-- WHAT TO PRODUCE --
What you return must match the records word for word, except that pictures are dropped.

-- DATASET RECORDS --
================
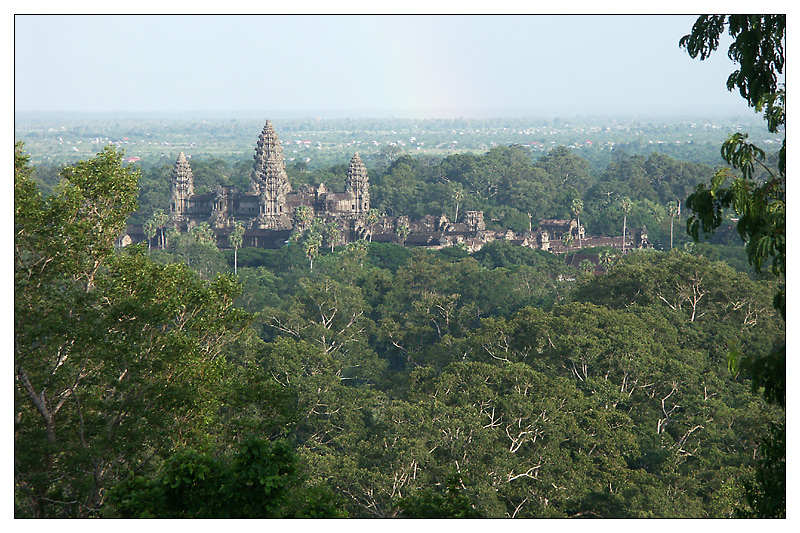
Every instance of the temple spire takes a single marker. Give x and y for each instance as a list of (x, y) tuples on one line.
[(357, 185), (269, 179), (181, 187)]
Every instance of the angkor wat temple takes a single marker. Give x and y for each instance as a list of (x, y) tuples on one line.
[(267, 212)]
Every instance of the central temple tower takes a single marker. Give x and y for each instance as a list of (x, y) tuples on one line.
[(269, 181), (358, 185)]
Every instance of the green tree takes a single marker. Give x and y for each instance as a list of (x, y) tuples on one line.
[(262, 480), (758, 51), (116, 358)]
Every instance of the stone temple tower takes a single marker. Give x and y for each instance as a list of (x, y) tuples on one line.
[(358, 185), (269, 180), (182, 187)]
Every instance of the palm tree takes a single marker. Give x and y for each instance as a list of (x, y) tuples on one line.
[(672, 210), (373, 216), (567, 239), (626, 208), (402, 232), (311, 247), (332, 233), (236, 240), (149, 232), (577, 209), (160, 218), (458, 195)]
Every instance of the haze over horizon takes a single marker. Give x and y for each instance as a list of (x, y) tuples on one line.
[(366, 66)]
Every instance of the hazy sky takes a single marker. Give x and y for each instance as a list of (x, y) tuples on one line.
[(336, 65)]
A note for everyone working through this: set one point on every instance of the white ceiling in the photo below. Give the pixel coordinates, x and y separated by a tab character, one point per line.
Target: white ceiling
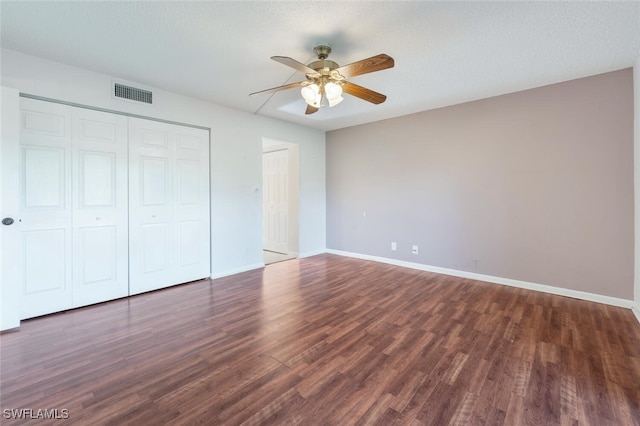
445	52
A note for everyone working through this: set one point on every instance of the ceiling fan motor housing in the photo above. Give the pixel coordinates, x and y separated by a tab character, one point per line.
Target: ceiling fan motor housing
322	51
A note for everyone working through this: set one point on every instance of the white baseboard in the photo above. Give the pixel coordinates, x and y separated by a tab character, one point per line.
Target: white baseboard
237	270
312	253
614	301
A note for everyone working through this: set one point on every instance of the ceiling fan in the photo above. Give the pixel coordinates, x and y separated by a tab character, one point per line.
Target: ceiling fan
328	80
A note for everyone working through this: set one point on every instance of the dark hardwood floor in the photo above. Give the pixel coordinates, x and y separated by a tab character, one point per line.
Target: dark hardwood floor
329	340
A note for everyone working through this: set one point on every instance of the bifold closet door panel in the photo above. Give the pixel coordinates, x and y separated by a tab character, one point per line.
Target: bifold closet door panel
45	211
100	211
168	205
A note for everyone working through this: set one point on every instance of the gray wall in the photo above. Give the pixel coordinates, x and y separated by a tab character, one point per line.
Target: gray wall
534	186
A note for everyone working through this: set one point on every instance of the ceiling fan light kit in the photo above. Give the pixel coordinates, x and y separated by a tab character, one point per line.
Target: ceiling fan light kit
327	79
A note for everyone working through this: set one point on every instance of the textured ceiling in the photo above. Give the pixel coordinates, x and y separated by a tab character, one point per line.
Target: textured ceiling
445	52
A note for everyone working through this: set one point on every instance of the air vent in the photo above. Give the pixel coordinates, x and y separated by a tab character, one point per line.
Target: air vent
122	91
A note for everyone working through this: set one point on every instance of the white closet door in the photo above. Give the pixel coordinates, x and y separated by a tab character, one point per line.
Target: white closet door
275	178
45	210
168	205
100	214
191	202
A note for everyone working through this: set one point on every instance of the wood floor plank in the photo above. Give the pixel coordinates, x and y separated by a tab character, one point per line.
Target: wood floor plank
329	340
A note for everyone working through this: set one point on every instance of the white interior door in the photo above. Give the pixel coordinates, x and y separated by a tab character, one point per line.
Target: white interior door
100	213
168	205
45	211
275	169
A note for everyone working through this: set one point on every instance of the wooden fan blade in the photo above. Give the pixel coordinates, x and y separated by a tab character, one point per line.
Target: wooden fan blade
374	63
279	88
363	93
296	65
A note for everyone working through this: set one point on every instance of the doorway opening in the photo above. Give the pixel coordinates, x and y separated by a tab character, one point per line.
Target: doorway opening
280	189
================
-- TASK ANSWER --
Every instance of the temple spire takes a single marker. Give x and y for each instance as a list of (x, y) tuples on one line.
[(357, 185), (269, 179), (181, 187)]
Every instance of the angkor wat temple takes a single marker. Give x and y for each instance as a list of (x, y) tuples on one line.
[(267, 212)]
Every instance of the central temple tower takes a single marker. Give x and y for each instance as a list of (x, y) tuples on one line.
[(269, 181), (358, 185)]
Every instance of the green tree takes a single marker. Give x and y for each instance as a list of (x, y) tuples on one line.
[(262, 480), (758, 51), (116, 358)]
Every instance of the stone temple tower takes a single marker. Give x and y for each instance as a list of (x, y) tuples on one line.
[(358, 185), (269, 180), (182, 187)]
Every instance of the palm tree takes a single marker. Give x and y for each instance as a list of (x, y) tuples on one line.
[(672, 210), (373, 216), (567, 239), (626, 208), (402, 232), (311, 247), (332, 233), (236, 240), (149, 232), (577, 209), (160, 218), (458, 195)]
Every instance of the haze over horizon takes a single marker. Give x and y for each instance as a list of (x, y) tuples on one line.
[(366, 66)]
Every instance of the hazy sky takes a single marker. Give x and y for each instance as a list of (x, y) tuples on one line.
[(336, 65)]
A note for everyone working through this: set one point on every instance of the white ceiling in the photo below. Give the pixel coordinates, x and y separated by a tab character, one point per line.
Target: white ceiling
445	52
A note for everyone working through this: set one point on every instance of the ceiling fan motor housing in the photo above. Give the pixel coordinates, x and y separated by a tab character, one point per line.
Target: ceiling fan motor housing
322	51
A note for everyone working through this: set one point on every instance of the white baseboard in the photo above. Give the pixel coordinates, x and y separated by a tab character, one point per line.
Target: white baseboard
237	270
312	253
614	301
A note for everyone working through this: set one point on every instance of the ceiling fan in the photo above. Give the pixel coordinates, x and y separated by a tab character, one point per line.
Target: ceiling fan
328	80
A note for everyone working through this: set one point on every instance of the dark hardwood floor in the photo above. Give the pixel coordinates, x and y separated by a tab character, one point per line.
Target: dark hardwood floor
329	340
A note for everyone working through this: set one point on every instance of the bifold closet door panel in the photo above. Give the pixel coordinates, x and y separated by a tab character, one point per line.
Target: bifold closet door panel
45	211
100	211
168	205
A note for everyone working through this: set one point on every instance of the gray wall in the photo above. Give the pixel coordinates, x and y separated by a tab character, one point per line.
Target: gray wall
534	186
A note for everyone working through this: set one point on every instance of the ceiling fan light kit in the photo above. Give the pixel coordinates, x and y separated by a tab character, one point per line.
Target: ceiling fan light kit
327	79
A note for everyone working through this: set one point on every instance of the textured ceiling in the photo above. Give the pixel coordinates, x and y separated by a tab character, one point per line.
Target: textured ceiling
445	52
A note for everyone working through this: set one point on every instance of the air vent in the photo above. Give the pixel coordinates, x and y separated by a tab character, one point per line.
Target: air vent
122	91
A note for everyone working through this: set one point on every instance of the white closet door in the photo above. Give the pixel coordinates, x and y separated by a tab character, one point per line.
Target: white closet door
275	178
45	210
168	205
100	214
191	202
A note for everyone working through this: set one point on every instance of the wood floor plank in the photo above. Give the pixel coordinates, x and y separated by a tab character, one point per line.
Target: wood floor plank
329	340
A note for everyone working through this: set one point on every instance of the white interior door in the photo above. Give the pixel coordinates, x and y separated by a tab character, one point per line.
Target: white interior door
100	213
168	205
45	211
275	169
A note for everyone working through this: set one point on every instance of the wooden fan blade in the photo above. Give the pixel coordinates, x and y separated by a tab character, one point per line.
Target: wooden fan blade
374	63
279	88
363	93
296	65
A note for everyone working through this: set one point on every instance of the doorway opening in the photo above. Give the pixel coordinates, x and y separated by a tab character, one point per line.
Target: doorway opening
280	189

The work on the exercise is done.